ASSIGNMENT: Could you return everything in the film review below, from "Lars von Trier’s" down to "from the audience.", word for word?

----- TEXT PASSAGE

Lars von Trier’s controversial freak-out is Saw VI as told by Carl Dreyer. Is that a good thing? It certainly has grabbed everybody’s attention. I’m torn between dismissing the film as gross-out juvenilia and regarding it as raw religious mythmaking. Either way, you won’t find a livelier time at the movies these days, if only because of the outraged groans and dumfounded gasps from the audience.
“He” (Willem Dafoe), a shrink, and “She” (Charlotte Gainsbourg, in a performance many will describe as “brave” because she masturbates) have graphic sex in the kind of portentous black-and-white slow motion that lets you know something bad is going to happen. Afterward, she’s laid up with bereavement and depression and he, who must be the worst psychiatrist in the history of movies, stops the meds and takes her to a remote cabin (called “Eden”) where he forces her to confront her fears.

----------
----- RECORD EXCERPTS

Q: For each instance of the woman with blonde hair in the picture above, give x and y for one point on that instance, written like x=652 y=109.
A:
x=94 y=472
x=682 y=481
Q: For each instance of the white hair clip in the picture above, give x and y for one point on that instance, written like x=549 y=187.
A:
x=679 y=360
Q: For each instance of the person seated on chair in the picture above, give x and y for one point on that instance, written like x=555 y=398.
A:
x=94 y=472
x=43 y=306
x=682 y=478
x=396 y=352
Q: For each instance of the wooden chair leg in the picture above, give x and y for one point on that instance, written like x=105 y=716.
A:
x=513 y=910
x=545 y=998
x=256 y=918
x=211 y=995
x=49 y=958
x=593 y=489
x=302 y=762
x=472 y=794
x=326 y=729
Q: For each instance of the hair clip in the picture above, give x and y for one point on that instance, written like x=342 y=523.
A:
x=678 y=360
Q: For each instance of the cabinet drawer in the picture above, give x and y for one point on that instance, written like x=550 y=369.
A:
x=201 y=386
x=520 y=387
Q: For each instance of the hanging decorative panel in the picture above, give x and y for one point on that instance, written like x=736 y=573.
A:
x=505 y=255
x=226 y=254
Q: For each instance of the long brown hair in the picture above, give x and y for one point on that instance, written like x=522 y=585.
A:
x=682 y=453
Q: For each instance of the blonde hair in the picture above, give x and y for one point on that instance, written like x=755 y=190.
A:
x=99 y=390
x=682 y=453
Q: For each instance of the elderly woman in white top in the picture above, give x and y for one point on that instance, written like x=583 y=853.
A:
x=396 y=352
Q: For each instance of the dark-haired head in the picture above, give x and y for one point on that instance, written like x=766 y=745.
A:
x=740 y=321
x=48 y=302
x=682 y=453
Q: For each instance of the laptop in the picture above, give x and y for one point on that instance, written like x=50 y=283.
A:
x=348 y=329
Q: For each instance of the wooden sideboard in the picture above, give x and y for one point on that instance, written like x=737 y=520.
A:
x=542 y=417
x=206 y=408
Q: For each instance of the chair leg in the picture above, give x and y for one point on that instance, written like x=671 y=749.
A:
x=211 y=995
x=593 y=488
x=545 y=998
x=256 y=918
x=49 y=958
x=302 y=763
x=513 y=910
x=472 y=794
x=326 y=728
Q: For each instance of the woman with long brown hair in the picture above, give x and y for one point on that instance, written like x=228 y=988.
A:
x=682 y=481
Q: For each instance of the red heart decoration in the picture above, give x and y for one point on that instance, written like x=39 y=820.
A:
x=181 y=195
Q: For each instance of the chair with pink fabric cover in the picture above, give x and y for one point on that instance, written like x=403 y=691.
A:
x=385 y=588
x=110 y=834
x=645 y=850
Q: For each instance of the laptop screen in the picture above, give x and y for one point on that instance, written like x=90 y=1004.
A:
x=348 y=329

----------

TASK RESULT:
Lars von Trier’s controversial freak-out is Saw VI as told by Carl Dreyer. Is that a good thing? It certainly has grabbed everybody’s attention. I’m torn between dismissing the film as gross-out juvenilia and regarding it as raw religious mythmaking. Either way, you won’t find a livelier time at the movies these days, if only because of the outraged groans and dumfounded gasps from the audience.